Write every line of the records below as a Markdown table with the columns No. and Line, giving each line its row number and skipping blank lines. Leave the pictures out of the table.

★ ★ ★ ★

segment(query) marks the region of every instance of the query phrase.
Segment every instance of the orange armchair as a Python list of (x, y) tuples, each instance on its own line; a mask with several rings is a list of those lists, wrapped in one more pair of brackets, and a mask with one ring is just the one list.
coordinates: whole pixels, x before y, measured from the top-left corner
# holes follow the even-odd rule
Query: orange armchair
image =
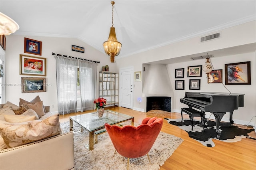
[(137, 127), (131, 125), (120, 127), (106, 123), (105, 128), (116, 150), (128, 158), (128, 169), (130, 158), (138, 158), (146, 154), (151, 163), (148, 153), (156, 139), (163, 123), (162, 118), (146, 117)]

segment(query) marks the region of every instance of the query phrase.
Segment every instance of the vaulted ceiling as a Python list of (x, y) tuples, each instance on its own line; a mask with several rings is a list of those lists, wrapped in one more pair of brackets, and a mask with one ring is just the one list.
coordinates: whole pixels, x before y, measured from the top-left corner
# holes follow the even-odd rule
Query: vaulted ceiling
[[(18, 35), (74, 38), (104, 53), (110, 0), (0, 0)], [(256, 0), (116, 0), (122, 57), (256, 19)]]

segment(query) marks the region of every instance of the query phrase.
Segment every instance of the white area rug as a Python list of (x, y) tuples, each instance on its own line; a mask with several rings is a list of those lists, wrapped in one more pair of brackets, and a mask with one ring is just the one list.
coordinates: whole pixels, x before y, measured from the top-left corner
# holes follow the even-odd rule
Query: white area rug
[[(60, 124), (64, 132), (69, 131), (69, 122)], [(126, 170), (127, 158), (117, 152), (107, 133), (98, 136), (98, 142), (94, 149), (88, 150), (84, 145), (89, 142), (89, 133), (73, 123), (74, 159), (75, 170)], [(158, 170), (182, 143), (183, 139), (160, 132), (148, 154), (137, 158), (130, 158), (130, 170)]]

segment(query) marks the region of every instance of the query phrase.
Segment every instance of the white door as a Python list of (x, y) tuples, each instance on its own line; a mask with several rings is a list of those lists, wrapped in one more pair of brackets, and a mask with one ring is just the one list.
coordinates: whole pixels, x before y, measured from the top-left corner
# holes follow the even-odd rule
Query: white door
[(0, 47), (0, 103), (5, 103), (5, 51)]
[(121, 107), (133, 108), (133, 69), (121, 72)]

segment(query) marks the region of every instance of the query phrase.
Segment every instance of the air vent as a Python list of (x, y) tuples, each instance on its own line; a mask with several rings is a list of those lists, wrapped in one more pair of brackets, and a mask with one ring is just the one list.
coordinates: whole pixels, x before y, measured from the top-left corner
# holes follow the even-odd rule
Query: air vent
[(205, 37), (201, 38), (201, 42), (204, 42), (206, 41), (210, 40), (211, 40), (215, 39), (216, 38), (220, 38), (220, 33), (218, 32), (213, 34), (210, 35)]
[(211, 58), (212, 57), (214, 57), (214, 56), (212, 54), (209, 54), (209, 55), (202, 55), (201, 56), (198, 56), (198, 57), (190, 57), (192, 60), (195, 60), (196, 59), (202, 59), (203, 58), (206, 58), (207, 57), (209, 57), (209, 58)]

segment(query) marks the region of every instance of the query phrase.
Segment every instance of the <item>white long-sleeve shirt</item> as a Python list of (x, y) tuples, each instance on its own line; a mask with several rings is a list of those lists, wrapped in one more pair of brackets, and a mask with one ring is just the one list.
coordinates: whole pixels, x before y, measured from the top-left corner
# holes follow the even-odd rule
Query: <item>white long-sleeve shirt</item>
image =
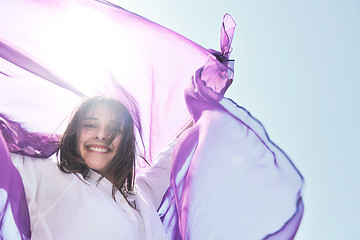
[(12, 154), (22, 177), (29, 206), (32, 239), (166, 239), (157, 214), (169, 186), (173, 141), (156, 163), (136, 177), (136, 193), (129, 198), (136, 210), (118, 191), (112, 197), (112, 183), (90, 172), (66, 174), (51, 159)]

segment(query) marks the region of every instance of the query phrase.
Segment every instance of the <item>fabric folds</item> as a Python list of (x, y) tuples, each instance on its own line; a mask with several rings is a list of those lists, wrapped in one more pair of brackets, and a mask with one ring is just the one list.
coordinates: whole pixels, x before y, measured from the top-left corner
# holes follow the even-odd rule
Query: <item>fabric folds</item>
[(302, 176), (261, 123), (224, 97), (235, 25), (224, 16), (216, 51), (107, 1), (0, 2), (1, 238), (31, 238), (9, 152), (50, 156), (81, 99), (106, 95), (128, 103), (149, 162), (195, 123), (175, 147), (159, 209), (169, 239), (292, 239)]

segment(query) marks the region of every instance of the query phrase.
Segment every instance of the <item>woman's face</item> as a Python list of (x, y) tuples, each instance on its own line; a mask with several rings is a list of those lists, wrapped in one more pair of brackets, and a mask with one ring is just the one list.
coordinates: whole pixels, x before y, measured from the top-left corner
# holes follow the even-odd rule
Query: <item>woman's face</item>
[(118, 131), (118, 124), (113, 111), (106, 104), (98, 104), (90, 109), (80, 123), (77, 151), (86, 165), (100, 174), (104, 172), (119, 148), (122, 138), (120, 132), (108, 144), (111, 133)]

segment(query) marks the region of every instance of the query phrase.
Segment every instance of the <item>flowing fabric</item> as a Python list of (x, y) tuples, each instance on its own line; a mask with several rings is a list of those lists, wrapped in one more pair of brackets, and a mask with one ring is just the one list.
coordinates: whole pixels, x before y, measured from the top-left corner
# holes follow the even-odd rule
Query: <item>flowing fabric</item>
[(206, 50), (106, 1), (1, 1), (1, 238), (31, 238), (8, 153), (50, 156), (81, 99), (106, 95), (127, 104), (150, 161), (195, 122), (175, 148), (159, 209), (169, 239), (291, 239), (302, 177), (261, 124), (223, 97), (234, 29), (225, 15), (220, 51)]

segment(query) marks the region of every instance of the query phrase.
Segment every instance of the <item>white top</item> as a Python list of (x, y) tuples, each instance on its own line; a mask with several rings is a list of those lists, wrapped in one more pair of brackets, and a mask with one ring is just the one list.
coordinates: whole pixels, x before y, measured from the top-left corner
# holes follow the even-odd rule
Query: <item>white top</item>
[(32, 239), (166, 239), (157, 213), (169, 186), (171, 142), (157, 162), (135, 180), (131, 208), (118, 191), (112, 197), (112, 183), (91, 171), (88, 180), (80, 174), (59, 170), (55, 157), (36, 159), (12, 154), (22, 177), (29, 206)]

★ ★ ★ ★

_SOLUTION_
| No. | Line |
|---|---|
| 1 | segment(query) marks the region of every instance of the query phrase. |
| 2 | Segment every instance of the orange armchair as a Python list of (x, y) tuples, each instance on its own line; a mask with several rings is a list of those lists, wrapped in one more pair of brackets, and a mask with one ring is just the one list. |
| 3 | coordinates: whole pixels, x before y, measured from the top-left corner |
| 4 | # holes follow the even-odd rule |
| 5 | Query: orange armchair |
| 6 | image = |
| 7 | [(137, 127), (131, 125), (120, 127), (106, 123), (105, 128), (116, 150), (128, 158), (128, 169), (130, 158), (138, 158), (146, 154), (151, 163), (148, 153), (156, 139), (163, 123), (162, 118), (146, 117)] |
| 8 | segment(query) marks the region of every instance of the query phrase. |
| 9 | Segment every instance of the vaulted ceiling as a Python list of (x, y) tuples, each instance on its own line; a mask with several rings is a list of those lists, wrapped in one more pair of brackets, and a mask with one ring is just the one list. |
| 10 | coordinates: whole pixels, x before y, measured from the top-left corner |
| 11 | # holes follow the even-odd rule |
| 12 | Query: vaulted ceiling |
| 13 | [[(18, 35), (74, 38), (104, 53), (110, 0), (0, 0)], [(256, 0), (116, 0), (122, 57), (256, 19)]] |
| 14 | segment(query) marks the region of every instance of the query phrase. |
| 15 | Segment every instance of the white area rug as a Python list of (x, y) tuples, each instance on its own line; a mask with several rings is a list of those lists, wrapped in one more pair of brackets, and a mask with one ring is just the one list. |
| 16 | coordinates: whole pixels, x before y, measured from the top-left corner |
| 17 | # holes follow the even-odd rule |
| 18 | Query: white area rug |
| 19 | [[(60, 124), (64, 132), (69, 131), (69, 122)], [(126, 170), (127, 158), (117, 152), (107, 133), (98, 136), (98, 142), (94, 149), (88, 150), (84, 145), (89, 142), (89, 133), (73, 123), (74, 159), (75, 170)], [(158, 170), (182, 143), (183, 139), (160, 132), (148, 154), (137, 158), (130, 158), (130, 170)]] |
| 20 | segment(query) marks the region of every instance of the query phrase. |
| 21 | Segment every instance of the white door as a Python list of (x, y) tuples, each instance on its own line; a mask with several rings is a list of those lists, wrapped in one more pair of brackets, and a mask with one ring is just the one list. |
| 22 | coordinates: whole pixels, x before y, measured from the top-left corner |
| 23 | # holes follow the even-odd rule |
| 24 | Query: white door |
| 25 | [(0, 47), (0, 103), (5, 103), (5, 51)] |
| 26 | [(121, 107), (133, 108), (133, 69), (121, 72)] |
| 27 | segment(query) marks the region of every instance of the query phrase. |
| 28 | Segment every instance of the air vent as a Python list of (x, y) tuples, each instance on its own line; a mask with several rings is a list of those lists, wrapped in one more pair of brackets, and a mask with one ring is just the one list. |
| 29 | coordinates: whole pixels, x before y, measured from the top-left corner |
| 30 | # holes follow the even-odd rule |
| 31 | Query: air vent |
| 32 | [(205, 37), (201, 38), (201, 42), (204, 42), (206, 41), (210, 40), (211, 40), (215, 39), (216, 38), (220, 38), (220, 33), (218, 32), (213, 34), (210, 35)] |
| 33 | [(211, 58), (212, 57), (214, 57), (214, 56), (212, 54), (209, 54), (209, 55), (202, 55), (201, 56), (198, 56), (198, 57), (190, 57), (192, 60), (195, 60), (196, 59), (202, 59), (203, 58), (206, 58), (207, 57), (209, 57), (209, 58)] |
| 34 | segment(query) marks the region of every instance of the query phrase. |
| 35 | Segment every instance of the <item>white long-sleeve shirt</item> as a Python list of (x, y) tuples, each instance on its own line; a mask with several rings is a list of those lists, wrapped in one more pair of brackets, and a mask with one ring is just the one list. |
| 36 | coordinates: whole pixels, x before y, measured from the top-left corner |
| 37 | # holes follow the even-odd rule |
| 38 | Query: <item>white long-sleeve shirt</item> |
| 39 | image = |
| 40 | [(12, 154), (22, 177), (29, 206), (32, 239), (166, 239), (157, 214), (169, 186), (173, 141), (156, 163), (136, 177), (136, 193), (129, 198), (136, 210), (118, 191), (112, 197), (112, 183), (90, 172), (66, 174), (51, 159)] |
| 41 | segment(query) marks the region of every instance of the query phrase. |
| 42 | Segment every instance of the <item>fabric folds</item> as a Python list of (x, y) tuples, each instance on its own line; a mask with several rings is a list of those lists, wrapped in one more pair of brackets, and a mask with one ring is just the one list. |
| 43 | coordinates: whole pixels, x before y, measured from the top-left corner |
| 44 | # holes follow the even-odd rule |
| 45 | Query: <item>fabric folds</item> |
| 46 | [(302, 176), (261, 123), (224, 97), (235, 25), (224, 16), (216, 51), (107, 1), (0, 2), (1, 238), (31, 238), (9, 152), (50, 156), (81, 99), (106, 95), (128, 103), (149, 162), (195, 123), (175, 147), (159, 209), (169, 239), (292, 239)] |
| 47 | segment(query) marks the region of every instance of the query phrase. |
| 48 | Segment every instance of the <item>woman's face</item> as a Python list of (x, y) tuples, each instance on its own line; a mask with several rings is a list of those lists, wrapped in one more pair of brackets, and a mask with one ring is just the one list. |
| 49 | coordinates: whole pixels, x before y, measured from the top-left corner |
| 50 | # holes follow the even-odd rule |
| 51 | Query: <item>woman's face</item> |
| 52 | [(118, 131), (118, 124), (113, 111), (106, 104), (98, 104), (90, 109), (80, 123), (77, 151), (86, 165), (100, 174), (104, 172), (119, 148), (122, 138), (120, 132), (108, 144), (111, 133)] |
| 53 | segment(query) marks the region of every instance of the query phrase. |
| 54 | Segment every instance of the <item>flowing fabric</item> as a Python list of (x, y) tuples, each instance on its own line; a mask with several rings is a list of those lists, wrapped in one more pair of brackets, and a mask with one ring is just the one list. |
| 55 | coordinates: whole pixels, x before y, measured from the top-left corner |
| 56 | # holes follow the even-odd rule |
| 57 | Query: <item>flowing fabric</item> |
| 58 | [(206, 50), (106, 1), (1, 1), (1, 238), (31, 238), (8, 153), (50, 156), (81, 99), (106, 95), (127, 104), (150, 161), (195, 122), (175, 148), (159, 209), (169, 239), (291, 239), (302, 177), (261, 124), (223, 97), (234, 29), (225, 15), (220, 51)] |
| 59 | segment(query) marks the region of every instance of the query phrase. |
| 60 | Segment every instance of the <item>white top</item> as a Python list of (x, y) tuples, each instance on its own line; a mask with several rings is a list of those lists, wrapped in one more pair of brackets, and a mask with one ring is just the one list. |
| 61 | coordinates: whole pixels, x before y, measured from the top-left corner |
| 62 | # holes follow the even-odd rule |
| 63 | Query: <item>white top</item> |
| 64 | [(32, 239), (166, 239), (157, 213), (169, 186), (171, 142), (157, 162), (135, 180), (131, 208), (118, 191), (112, 197), (112, 183), (91, 171), (88, 180), (80, 174), (59, 170), (55, 157), (36, 159), (12, 154), (22, 177), (29, 206)] |